The Center for Biological Diversity and Hoosier Environmental Council sued the U.S. Fish and Wildlife Service today for denying Endangered Species Act protections to the imperiled Kirtland’s snake.
The small, nonpoisonous snakes boast red-to-pink undersides. They spend much of the year underground, frequently in crayfish burrows, and feed on earthworms, slugs and leeches. Kirtland’s snakes live in seven states — Illinois, Indiana, Kentucky, Michigan, Missouri, Ohio and Tennessee — but have disappeared from 79 of the 139 counties where they were once found. They are gone completely from Wisconsin and Pennsylvania.
“These pretty snakes are disappearing along with many other animals as wetlands are destroyed across America’s heartland, and they need federal protection,” said Noah Greenwald, endangered species director at the Center. “Saving the Kirtland’s snake will also benefit birds, butterflies and people by protecting areas that reduce flooding, store carbon and provide places to view the natural world teeming with life.”
“U.S. Fish and Wildlife Service’s arbitrary and unlawful decision deprives the Kirtland’s snake of the protections it needs to survive,” said Mark Templeton, Clinical Professor of Law at the University of Chicago Law School’s Abrams Environmental Law Clinic, which is representing the Center for Biological Diversity and the Hoosier Environmental Council in the lawsuit.

Assignment A:
Can you retype the Kirtland's snake text, starting at "The small, nonpoisonous" and ending at "Wisconsin and Pennsylvania."?
Assignment B:
Using the Kirtland's snake text, what are the answers to these?
(i) In how many counties were Kirtland's snakes once found?
(ii) What is Noah Greenwald's title at the Center?
(iii) Which clinic is representing the two groups in the lawsuit?
The entries come from a separate source unrelated to the Kirtland's snake text.

Dataset entries:

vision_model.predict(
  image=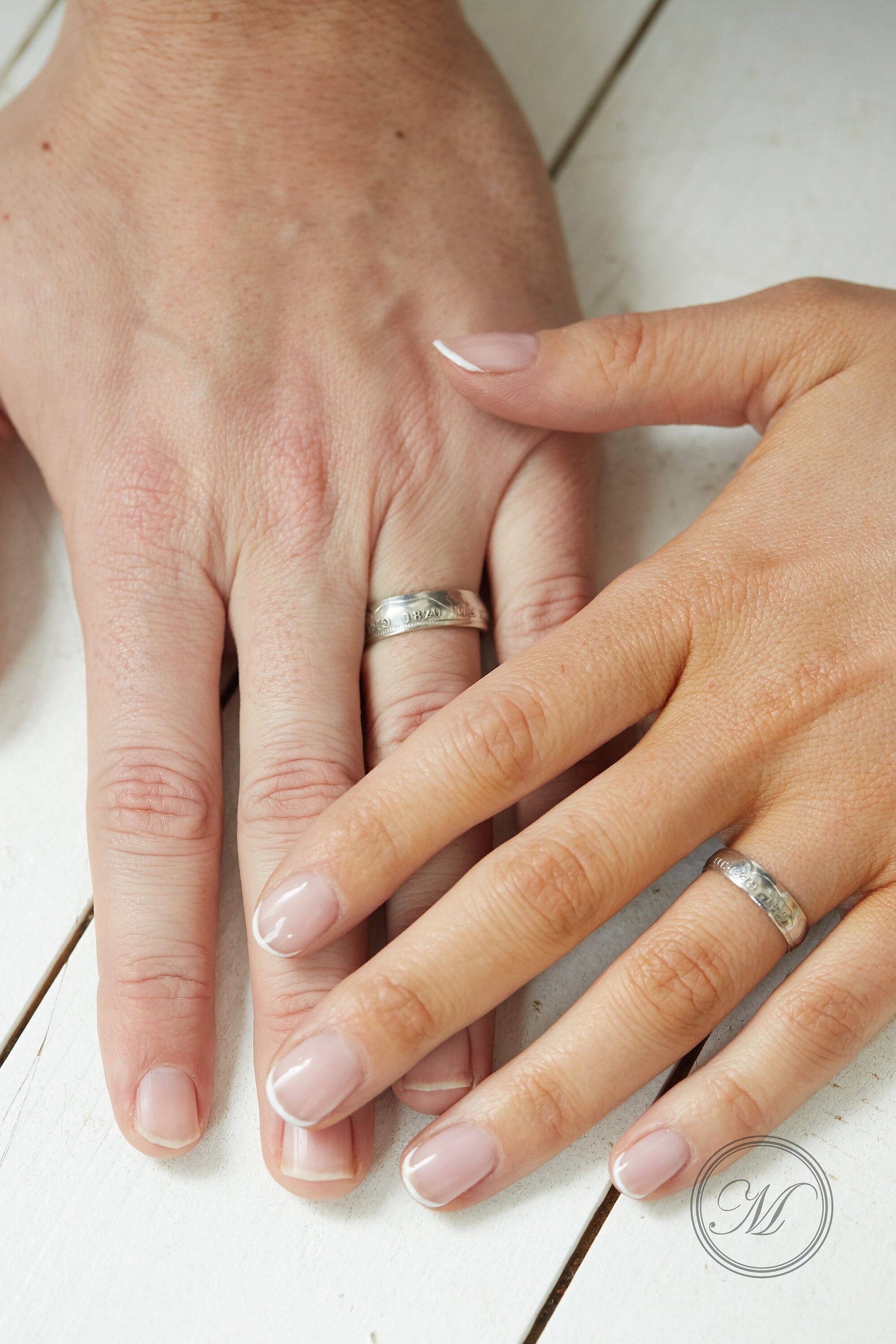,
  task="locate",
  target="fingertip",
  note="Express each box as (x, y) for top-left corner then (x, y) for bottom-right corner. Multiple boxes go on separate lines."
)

Exercise answer A:
The small, nonpoisonous snakes boast red-to-pink undersides. They spend much of the year underground, frequently in crayfish burrows, and feed on earthworms, slugs and leeches. Kirtland’s snakes live in seven states — Illinois, Indiana, Kentucky, Michigan, Missouri, Ohio and Tennessee — but have disappeared from 79 of the 139 counties where they were once found. They are gone completely from Wisconsin and Pennsylvania.

Exercise answer B:
(i) 139
(ii) Endangered species director
(iii) The University of Chicago Law School's Abrams Environmental Law Clinic